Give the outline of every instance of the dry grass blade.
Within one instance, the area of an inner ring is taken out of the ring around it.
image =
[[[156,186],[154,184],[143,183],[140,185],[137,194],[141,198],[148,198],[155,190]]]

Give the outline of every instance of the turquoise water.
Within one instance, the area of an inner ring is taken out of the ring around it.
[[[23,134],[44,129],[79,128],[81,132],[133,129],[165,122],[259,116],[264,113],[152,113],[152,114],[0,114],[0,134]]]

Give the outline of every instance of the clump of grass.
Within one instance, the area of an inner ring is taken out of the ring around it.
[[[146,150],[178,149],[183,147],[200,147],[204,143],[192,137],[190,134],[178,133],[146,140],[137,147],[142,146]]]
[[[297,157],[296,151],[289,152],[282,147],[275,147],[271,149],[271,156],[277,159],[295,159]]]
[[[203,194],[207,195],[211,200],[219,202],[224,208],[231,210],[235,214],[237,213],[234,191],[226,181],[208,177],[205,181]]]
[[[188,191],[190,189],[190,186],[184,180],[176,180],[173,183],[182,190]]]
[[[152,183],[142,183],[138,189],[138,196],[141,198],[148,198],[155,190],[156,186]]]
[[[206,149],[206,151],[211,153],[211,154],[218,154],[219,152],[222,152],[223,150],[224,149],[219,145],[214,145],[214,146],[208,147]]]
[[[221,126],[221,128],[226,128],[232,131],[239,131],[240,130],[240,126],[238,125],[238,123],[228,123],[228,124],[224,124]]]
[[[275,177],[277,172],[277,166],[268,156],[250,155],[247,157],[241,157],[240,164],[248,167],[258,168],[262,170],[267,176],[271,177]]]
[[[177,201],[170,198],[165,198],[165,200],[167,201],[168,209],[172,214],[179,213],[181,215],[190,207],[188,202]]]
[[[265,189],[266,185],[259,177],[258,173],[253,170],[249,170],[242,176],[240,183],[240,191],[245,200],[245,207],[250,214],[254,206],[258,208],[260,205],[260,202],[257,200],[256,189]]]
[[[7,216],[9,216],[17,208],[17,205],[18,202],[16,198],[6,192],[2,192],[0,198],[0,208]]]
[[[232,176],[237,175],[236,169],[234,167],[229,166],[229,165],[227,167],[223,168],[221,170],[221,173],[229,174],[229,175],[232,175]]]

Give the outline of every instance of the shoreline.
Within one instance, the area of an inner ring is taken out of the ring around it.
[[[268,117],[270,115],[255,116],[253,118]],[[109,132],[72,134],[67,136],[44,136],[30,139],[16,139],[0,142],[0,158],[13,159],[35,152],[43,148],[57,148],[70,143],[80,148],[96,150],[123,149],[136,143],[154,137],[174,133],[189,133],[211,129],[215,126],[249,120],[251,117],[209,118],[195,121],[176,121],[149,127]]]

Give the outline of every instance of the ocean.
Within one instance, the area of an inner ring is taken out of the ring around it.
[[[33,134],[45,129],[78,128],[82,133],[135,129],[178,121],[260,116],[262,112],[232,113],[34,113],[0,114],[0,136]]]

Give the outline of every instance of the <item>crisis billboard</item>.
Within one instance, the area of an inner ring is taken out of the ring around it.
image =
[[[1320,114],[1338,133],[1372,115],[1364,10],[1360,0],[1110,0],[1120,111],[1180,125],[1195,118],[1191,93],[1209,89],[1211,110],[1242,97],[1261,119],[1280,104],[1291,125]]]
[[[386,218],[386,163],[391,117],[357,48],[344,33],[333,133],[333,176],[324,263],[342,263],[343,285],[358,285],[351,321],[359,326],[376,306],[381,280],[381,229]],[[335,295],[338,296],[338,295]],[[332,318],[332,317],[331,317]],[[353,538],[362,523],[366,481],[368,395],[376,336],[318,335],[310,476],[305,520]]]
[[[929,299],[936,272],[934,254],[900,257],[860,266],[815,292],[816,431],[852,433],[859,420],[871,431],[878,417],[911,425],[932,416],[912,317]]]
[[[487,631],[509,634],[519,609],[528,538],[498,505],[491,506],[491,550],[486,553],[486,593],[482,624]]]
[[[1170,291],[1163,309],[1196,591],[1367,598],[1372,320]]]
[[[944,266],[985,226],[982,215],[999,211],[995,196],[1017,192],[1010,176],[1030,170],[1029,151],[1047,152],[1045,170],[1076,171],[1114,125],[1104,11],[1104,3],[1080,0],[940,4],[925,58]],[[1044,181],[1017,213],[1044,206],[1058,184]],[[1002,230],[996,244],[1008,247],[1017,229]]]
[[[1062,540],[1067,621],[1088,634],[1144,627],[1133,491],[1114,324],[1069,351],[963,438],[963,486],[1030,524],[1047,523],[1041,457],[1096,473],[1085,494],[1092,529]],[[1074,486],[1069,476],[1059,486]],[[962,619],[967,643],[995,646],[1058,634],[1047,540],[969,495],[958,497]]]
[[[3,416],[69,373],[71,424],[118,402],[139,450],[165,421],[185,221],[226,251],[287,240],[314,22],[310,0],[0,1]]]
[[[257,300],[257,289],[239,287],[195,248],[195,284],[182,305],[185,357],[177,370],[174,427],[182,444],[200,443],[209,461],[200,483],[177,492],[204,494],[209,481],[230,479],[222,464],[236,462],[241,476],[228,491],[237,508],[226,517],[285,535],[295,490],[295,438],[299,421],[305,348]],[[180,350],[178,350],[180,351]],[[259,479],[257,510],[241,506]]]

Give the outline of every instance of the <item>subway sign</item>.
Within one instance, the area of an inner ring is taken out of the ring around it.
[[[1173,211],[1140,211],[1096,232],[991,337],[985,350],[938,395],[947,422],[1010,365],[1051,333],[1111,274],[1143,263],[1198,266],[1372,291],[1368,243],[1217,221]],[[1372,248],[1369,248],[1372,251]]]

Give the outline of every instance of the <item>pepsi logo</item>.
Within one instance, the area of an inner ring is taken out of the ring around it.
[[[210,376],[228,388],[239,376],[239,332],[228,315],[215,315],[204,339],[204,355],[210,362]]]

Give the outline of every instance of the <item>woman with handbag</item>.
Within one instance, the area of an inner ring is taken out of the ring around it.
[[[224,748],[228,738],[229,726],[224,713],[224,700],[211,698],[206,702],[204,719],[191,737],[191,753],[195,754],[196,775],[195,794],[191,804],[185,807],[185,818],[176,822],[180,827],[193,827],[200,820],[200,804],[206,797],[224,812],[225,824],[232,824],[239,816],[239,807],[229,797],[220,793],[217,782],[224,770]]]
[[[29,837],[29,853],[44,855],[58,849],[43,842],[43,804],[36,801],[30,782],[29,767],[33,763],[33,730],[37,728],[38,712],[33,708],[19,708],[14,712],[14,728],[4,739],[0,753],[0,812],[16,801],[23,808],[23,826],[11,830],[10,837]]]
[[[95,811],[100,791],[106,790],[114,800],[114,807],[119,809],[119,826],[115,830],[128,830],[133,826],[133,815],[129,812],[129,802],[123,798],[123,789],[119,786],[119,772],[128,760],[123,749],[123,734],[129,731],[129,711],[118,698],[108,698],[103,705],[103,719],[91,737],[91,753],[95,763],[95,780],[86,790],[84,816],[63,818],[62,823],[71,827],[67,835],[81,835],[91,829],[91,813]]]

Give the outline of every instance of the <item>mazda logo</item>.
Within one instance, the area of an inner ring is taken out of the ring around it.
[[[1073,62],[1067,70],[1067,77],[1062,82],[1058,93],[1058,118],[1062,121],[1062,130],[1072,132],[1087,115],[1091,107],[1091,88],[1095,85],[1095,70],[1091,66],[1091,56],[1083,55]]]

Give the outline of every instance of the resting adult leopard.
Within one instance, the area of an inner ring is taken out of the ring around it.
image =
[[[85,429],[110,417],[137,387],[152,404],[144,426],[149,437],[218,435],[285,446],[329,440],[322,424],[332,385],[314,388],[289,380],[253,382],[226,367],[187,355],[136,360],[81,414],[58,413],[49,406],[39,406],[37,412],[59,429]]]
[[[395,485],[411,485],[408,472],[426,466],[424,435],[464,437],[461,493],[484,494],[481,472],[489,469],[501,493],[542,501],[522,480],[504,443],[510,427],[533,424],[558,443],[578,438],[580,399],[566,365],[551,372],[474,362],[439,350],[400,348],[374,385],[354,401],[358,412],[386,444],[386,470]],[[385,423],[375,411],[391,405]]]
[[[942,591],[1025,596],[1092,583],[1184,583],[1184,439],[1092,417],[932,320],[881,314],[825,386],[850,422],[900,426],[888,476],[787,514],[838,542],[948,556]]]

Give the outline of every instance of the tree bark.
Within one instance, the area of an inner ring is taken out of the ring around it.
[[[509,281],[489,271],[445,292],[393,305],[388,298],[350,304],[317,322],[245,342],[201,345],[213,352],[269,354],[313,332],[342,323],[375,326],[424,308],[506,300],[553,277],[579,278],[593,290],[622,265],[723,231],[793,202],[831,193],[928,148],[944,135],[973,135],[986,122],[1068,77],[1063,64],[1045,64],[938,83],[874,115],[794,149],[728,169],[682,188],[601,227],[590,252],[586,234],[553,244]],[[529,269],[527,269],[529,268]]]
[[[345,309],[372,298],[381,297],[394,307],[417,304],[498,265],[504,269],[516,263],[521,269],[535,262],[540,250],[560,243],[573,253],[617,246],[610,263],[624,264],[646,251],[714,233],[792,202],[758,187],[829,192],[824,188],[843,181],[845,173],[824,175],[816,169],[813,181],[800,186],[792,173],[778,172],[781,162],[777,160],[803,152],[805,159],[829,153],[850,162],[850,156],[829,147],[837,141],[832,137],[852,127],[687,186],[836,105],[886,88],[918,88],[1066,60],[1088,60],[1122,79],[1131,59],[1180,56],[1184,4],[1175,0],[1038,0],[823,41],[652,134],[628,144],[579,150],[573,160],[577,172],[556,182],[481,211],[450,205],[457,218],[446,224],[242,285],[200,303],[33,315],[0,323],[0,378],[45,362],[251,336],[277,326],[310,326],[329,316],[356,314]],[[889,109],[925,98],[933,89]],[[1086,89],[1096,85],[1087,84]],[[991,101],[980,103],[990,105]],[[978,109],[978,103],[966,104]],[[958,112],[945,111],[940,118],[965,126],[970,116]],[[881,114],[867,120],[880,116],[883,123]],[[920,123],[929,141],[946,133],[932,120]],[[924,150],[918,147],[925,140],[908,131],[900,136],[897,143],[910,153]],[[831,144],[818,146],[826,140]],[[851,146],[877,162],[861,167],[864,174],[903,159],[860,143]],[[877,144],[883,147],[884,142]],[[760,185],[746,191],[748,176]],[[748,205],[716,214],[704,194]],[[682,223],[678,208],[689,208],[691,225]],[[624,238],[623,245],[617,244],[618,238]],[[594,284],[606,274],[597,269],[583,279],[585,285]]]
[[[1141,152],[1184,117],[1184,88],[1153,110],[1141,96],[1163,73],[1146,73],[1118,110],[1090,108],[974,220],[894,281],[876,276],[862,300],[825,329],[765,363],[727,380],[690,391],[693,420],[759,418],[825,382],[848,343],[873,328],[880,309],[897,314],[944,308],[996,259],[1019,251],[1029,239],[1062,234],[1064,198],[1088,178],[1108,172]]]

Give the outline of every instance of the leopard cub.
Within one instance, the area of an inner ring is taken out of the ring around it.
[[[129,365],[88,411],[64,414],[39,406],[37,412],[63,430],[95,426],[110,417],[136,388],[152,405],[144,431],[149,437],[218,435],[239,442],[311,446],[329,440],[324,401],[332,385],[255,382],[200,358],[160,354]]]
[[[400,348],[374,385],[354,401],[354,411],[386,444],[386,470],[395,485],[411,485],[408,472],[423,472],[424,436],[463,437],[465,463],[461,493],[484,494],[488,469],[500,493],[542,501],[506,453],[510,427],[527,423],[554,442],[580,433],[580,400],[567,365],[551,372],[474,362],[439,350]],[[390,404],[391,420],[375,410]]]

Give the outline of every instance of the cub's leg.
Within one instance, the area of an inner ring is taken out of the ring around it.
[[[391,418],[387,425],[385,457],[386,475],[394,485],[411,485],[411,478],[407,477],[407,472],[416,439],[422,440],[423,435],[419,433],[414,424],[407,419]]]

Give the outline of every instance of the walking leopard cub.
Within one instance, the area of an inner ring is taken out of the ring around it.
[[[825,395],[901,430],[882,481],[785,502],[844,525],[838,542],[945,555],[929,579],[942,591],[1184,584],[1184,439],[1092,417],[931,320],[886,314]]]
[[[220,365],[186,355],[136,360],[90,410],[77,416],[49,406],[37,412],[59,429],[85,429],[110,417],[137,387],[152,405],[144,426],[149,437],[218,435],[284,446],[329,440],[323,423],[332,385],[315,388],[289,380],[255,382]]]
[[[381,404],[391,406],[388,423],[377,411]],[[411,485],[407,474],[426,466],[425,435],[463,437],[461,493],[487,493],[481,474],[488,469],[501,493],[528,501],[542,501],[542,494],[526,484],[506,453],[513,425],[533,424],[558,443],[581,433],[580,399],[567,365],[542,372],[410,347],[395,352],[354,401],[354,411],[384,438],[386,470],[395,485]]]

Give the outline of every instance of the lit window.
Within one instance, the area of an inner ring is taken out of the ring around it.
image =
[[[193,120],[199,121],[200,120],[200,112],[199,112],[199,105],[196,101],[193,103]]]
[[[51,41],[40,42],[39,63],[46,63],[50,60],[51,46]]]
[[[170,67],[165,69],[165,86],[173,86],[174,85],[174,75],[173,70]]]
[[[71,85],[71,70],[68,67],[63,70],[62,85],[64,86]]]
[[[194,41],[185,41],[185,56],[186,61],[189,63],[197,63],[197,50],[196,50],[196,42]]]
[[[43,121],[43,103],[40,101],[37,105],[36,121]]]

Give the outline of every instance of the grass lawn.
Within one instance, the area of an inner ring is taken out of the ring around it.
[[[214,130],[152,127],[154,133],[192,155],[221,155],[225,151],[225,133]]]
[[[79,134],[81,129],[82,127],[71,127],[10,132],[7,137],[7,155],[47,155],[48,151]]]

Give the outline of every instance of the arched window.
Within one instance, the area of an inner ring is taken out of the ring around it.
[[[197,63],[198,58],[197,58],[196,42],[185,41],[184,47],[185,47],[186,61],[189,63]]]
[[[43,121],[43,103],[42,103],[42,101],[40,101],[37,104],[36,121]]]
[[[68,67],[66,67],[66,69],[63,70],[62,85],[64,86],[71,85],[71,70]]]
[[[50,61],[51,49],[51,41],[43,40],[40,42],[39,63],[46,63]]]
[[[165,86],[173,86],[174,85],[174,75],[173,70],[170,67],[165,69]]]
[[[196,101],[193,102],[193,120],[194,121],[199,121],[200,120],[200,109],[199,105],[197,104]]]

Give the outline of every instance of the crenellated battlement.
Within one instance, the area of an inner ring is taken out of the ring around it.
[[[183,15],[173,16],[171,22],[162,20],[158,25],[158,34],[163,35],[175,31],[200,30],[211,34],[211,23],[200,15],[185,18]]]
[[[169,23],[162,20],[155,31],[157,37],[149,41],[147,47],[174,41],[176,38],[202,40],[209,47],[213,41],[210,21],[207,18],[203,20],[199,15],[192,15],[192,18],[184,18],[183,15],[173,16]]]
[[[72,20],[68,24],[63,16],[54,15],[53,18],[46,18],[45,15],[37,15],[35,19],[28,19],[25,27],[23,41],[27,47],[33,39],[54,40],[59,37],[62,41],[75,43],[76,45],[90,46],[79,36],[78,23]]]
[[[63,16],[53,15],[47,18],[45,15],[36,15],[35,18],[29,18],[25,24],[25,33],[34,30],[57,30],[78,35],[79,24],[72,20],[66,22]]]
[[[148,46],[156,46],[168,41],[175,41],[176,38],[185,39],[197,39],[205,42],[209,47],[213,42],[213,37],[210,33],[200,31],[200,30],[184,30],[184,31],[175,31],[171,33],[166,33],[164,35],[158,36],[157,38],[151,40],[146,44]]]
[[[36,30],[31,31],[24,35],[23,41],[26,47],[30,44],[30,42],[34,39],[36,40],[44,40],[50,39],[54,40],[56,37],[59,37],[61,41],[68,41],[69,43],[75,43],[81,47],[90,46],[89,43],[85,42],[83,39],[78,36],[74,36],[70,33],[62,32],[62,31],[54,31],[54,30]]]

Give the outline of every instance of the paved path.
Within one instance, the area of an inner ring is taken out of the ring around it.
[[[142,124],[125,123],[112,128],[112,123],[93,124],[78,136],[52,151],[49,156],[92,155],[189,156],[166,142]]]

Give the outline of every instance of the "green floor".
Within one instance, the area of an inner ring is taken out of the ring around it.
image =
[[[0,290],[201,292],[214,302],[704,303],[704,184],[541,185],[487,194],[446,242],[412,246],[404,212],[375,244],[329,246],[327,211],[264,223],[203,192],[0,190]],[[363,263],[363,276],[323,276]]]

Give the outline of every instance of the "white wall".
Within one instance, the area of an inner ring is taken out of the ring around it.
----
## What the task requires
Starting with the line that contains "Give the outline of every instance of the paved" and ending with the final line, return each of those lines unchanged.

## The answer
Give the outline of every instance of the paved path.
Within one instance, the area of an inner ring is taken out of the ring around it.
[[[142,124],[125,123],[112,128],[112,123],[93,124],[78,136],[52,151],[49,156],[92,155],[189,156],[166,142]]]

Give the outline of every instance of the "green floor".
Within one instance, the area of an inner ring is taken out of the ring around it.
image =
[[[0,290],[201,292],[214,302],[704,303],[704,184],[541,185],[487,194],[446,242],[412,246],[404,212],[375,244],[329,246],[327,211],[264,223],[203,192],[0,190]],[[363,263],[363,276],[323,276]]]

Give the outline of every instance of the "white wall".
Within one instance, the area of an inner ring is taken out of the ring around it.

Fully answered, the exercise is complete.